Given entries ->
^^^^
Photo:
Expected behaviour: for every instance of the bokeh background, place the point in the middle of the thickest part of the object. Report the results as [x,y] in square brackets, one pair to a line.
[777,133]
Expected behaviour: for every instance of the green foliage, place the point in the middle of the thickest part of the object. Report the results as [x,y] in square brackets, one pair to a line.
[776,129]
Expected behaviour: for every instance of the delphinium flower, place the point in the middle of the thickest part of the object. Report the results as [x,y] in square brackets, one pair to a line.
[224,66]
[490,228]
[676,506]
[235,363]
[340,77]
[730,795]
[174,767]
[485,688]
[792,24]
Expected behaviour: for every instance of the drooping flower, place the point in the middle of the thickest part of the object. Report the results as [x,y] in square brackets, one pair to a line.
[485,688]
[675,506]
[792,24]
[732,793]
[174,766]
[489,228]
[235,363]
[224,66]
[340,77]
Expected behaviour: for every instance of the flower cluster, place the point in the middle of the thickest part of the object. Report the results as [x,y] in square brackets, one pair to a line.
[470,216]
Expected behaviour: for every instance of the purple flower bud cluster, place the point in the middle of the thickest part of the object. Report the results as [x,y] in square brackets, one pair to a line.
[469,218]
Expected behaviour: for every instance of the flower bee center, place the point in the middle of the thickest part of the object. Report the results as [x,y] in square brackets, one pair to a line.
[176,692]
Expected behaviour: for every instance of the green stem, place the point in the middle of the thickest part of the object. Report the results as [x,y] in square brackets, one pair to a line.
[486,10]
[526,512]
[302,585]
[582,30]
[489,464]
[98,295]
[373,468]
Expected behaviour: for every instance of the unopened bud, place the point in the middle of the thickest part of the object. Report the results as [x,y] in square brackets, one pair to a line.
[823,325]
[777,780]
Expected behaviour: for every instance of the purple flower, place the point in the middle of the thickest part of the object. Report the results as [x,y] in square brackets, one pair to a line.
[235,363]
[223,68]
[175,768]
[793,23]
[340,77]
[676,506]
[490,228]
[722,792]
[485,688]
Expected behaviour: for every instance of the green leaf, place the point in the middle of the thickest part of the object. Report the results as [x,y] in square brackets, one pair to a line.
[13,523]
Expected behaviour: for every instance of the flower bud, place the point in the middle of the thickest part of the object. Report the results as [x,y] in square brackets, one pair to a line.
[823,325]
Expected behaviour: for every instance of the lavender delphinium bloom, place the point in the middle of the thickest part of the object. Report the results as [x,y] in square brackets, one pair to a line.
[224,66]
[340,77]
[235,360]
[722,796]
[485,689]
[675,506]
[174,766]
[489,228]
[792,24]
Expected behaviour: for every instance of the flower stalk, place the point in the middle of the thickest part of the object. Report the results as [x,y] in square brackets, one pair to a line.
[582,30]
^^^^
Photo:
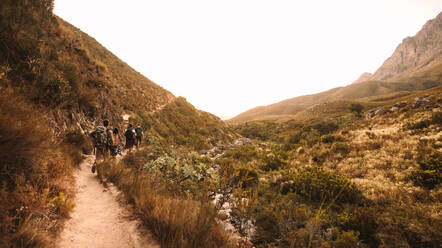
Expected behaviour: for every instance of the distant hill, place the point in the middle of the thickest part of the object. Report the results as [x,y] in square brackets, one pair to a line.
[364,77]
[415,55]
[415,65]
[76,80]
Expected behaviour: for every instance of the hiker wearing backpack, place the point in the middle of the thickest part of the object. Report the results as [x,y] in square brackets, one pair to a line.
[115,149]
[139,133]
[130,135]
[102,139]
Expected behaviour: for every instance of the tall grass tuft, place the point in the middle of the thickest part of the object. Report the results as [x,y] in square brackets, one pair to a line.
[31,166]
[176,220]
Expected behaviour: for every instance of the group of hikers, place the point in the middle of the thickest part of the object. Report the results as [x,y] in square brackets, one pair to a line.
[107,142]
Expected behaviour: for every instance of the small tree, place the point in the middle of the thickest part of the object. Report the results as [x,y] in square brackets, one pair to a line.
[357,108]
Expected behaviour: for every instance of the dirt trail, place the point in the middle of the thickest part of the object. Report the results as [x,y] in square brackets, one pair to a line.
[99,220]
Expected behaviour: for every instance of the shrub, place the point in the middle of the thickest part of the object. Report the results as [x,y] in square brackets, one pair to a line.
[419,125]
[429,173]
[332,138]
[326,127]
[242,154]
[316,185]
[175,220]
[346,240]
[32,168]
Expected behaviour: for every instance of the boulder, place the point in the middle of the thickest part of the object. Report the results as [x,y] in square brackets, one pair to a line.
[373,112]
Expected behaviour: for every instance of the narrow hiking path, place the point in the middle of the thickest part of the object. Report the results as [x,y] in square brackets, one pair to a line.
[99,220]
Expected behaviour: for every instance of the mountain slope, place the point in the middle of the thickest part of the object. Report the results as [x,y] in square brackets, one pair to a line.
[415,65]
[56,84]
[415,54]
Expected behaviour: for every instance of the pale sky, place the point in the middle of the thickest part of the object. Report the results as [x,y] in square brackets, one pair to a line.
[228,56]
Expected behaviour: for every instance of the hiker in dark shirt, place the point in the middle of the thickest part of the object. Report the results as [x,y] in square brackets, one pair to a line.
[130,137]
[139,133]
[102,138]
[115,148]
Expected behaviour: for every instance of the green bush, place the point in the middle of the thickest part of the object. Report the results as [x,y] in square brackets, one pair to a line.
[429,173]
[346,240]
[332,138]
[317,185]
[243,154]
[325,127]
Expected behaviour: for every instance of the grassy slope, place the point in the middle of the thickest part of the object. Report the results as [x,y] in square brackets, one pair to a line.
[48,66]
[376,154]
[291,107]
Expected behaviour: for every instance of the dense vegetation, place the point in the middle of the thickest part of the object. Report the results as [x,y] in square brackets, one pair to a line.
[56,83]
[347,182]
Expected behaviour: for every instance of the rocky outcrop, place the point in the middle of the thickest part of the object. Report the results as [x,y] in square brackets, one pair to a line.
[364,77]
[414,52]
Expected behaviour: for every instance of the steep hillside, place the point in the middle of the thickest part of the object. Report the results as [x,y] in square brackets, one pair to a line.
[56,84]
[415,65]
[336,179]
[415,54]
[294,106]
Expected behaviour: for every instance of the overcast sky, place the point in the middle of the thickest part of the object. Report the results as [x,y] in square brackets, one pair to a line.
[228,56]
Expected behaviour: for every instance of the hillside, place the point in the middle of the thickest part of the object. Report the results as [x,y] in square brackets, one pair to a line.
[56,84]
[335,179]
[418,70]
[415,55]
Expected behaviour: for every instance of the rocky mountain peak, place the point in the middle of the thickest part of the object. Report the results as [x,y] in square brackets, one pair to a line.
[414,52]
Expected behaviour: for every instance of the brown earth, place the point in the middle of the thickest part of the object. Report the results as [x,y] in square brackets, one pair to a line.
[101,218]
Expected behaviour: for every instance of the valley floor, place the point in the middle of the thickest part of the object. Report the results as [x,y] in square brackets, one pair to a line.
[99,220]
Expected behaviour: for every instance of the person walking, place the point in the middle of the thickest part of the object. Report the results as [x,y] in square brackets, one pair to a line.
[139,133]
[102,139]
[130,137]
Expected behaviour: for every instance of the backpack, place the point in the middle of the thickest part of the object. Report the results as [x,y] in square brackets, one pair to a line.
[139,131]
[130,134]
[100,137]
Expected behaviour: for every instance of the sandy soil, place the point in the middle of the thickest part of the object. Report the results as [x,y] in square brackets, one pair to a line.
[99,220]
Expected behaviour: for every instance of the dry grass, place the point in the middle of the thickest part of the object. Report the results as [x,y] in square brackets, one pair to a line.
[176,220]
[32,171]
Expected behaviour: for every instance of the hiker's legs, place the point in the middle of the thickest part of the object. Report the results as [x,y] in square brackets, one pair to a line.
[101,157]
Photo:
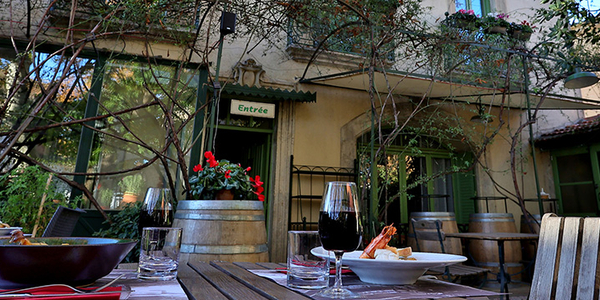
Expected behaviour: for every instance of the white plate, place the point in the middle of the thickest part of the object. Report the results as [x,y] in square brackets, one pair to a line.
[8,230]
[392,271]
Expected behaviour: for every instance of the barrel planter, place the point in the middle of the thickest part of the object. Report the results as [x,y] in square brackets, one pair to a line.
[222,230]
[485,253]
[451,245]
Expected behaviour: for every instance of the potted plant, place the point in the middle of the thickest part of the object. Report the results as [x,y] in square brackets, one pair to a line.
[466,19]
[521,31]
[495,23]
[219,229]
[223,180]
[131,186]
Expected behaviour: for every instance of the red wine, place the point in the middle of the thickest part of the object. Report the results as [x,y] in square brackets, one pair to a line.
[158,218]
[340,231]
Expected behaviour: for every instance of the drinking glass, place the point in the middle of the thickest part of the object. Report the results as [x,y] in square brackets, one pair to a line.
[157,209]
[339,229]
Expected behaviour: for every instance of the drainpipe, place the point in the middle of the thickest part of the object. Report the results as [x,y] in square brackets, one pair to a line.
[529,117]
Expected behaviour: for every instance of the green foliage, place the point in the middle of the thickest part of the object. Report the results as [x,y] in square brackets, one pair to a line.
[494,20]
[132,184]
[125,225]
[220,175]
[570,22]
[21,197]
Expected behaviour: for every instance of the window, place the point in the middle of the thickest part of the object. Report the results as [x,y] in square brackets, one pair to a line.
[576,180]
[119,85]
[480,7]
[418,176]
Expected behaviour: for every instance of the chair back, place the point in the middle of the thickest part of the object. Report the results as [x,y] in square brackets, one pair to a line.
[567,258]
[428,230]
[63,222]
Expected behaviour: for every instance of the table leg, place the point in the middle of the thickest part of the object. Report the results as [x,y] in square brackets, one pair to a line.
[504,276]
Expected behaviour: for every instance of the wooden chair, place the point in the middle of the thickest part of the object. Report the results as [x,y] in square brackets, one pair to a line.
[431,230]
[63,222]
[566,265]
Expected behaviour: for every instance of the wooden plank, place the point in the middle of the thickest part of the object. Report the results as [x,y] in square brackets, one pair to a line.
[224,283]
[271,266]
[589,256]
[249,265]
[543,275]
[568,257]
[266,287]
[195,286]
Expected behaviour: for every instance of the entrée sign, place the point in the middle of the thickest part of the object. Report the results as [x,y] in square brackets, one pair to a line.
^^^^
Work to be completed ->
Copy the lines above exactly, beginning at the line that has "wooden plank, place" and stopping after the line that has "Expected behaviour: for every instance of the entrée", and omit the rest.

Exercise answer ->
Expected behaviour: for every instance of the wooden plank, place the point in the middle of the thickest part of the object. Report the results as [x,y] in square brackets, one pair to a line.
[224,283]
[271,266]
[589,256]
[249,265]
[543,275]
[568,257]
[266,287]
[195,286]
Expected behaviour: for every instance of the entrée sign, place the point in the middle of the thickest part of the object. Report the results as [x,y] in square brackets, one pair to a line.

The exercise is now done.